- Directions
Change "return" to "output" everywhere in the entries below, and write the entries out again with nothing else altered.

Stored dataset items

==========

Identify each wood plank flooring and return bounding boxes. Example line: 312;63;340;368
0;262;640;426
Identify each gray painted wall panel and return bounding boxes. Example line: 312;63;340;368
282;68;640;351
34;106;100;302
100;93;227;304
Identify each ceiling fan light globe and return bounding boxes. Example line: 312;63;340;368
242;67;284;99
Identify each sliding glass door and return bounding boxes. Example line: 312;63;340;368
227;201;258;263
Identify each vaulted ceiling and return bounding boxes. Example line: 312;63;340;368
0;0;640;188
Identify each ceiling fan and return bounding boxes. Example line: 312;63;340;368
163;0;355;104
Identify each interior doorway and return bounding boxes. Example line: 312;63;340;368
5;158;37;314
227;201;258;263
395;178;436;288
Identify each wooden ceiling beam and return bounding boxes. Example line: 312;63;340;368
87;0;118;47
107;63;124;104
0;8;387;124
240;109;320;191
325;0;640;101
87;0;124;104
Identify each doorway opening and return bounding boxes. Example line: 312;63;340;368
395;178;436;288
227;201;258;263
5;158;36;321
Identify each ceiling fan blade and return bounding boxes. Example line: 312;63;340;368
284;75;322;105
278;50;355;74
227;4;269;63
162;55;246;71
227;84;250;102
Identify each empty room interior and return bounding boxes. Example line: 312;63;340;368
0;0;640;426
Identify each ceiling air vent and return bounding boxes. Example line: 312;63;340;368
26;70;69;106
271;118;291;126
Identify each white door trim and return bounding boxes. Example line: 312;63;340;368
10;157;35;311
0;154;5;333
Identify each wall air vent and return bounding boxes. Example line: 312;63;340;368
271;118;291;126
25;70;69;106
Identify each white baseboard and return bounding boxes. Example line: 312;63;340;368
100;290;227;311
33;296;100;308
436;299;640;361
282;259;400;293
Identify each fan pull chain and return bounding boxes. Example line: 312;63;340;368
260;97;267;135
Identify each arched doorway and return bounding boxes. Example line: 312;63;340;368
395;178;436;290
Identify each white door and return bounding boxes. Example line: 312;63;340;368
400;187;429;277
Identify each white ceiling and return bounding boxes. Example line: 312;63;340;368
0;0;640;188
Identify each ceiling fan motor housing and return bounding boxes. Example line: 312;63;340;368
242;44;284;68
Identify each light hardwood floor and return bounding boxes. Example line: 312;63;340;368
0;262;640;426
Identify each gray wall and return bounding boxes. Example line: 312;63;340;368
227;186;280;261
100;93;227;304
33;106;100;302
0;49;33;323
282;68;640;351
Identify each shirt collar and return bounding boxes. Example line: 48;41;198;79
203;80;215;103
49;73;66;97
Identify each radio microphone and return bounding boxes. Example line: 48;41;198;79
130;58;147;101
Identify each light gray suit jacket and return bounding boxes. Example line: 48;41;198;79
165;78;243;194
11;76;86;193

==========

- Final answer
Identify each wood plank flooring and output bounding boxes. Example line: 312;63;340;368
0;262;640;426
Identify each gray painted wall panel and output bounding boxes. Example line: 312;63;340;368
282;68;640;351
34;106;100;302
100;93;227;304
Identify each ceiling fan light globe and output bounding boxes. Example line: 312;63;340;368
242;67;284;99
Identify each sliding glass door and output bounding boxes. Example line: 312;63;340;368
227;201;258;263
Identify each vaulted ceiling and output bounding boxes. Example line: 312;63;340;368
0;0;640;188
Identify each ceiling fan and output bounding boxes. Example line: 312;63;340;368
163;0;355;104
Identify each interior doorway and output bounding boxes. Example line: 312;63;340;368
5;158;37;314
227;201;258;263
395;178;436;288
Identify each wooden ceiling beam and output bounding boxes. Example line: 312;63;340;368
87;0;118;47
107;63;124;104
0;8;387;124
240;109;320;191
325;0;640;101
87;0;124;104
Identify each doorway opening and output bounding boxes. Example line: 312;63;340;368
395;178;436;288
227;201;258;263
5;158;36;321
Identify each ceiling fan blade and output bounding boxes. Example line: 312;63;340;368
284;75;322;105
278;50;355;74
227;4;269;63
162;55;246;71
227;84;250;102
Identify each empty room interior and output bounding boxes. Example line: 312;63;340;368
0;0;640;426
Identify each ceiling air vent and output bounding boxes. Example line: 312;63;340;368
26;70;69;106
271;118;291;126
Identify each white door trim and output bounding boxes. Example line: 312;63;340;368
10;157;35;311
0;154;5;333
Identify each wall air vent and output bounding boxes. Example line: 312;63;340;368
271;118;291;126
25;70;69;106
Identify each white baseboard and output bounding boxes. Example line: 312;63;340;368
100;290;227;311
33;296;100;308
436;299;640;361
282;259;400;293
Identify each fan pull chain and output bounding boxes. Example line: 312;63;340;368
260;97;267;135
Identify each arched doorway and output bounding boxes. Example line: 312;63;340;368
395;178;436;290
Identify each white door and output bounding boxes. Example line: 312;63;340;368
400;187;429;277
Identify each white ceiling and output bounding boxes. Example line: 312;63;340;368
0;0;640;188
Identify each ceiling fan motor housing and output bounding boxes. Example line: 312;63;340;368
242;44;284;68
Identify each light hardwood floor and output bounding boxes. Example line: 312;63;340;368
0;262;640;426
Identify each gray wall and output bounding boxes. Example line: 312;63;340;368
227;186;280;261
100;93;227;304
33;106;100;302
0;49;33;323
282;68;640;351
Identify each shirt collar and output bounding boxes. Example line: 48;41;198;79
203;80;215;103
49;73;66;97
Identify each radio microphone and output bounding boxes. Example line: 48;41;198;79
130;58;147;101
Identify each light gray suit jacket and output bounding boxes. Example line: 48;41;198;79
165;78;243;194
11;76;86;193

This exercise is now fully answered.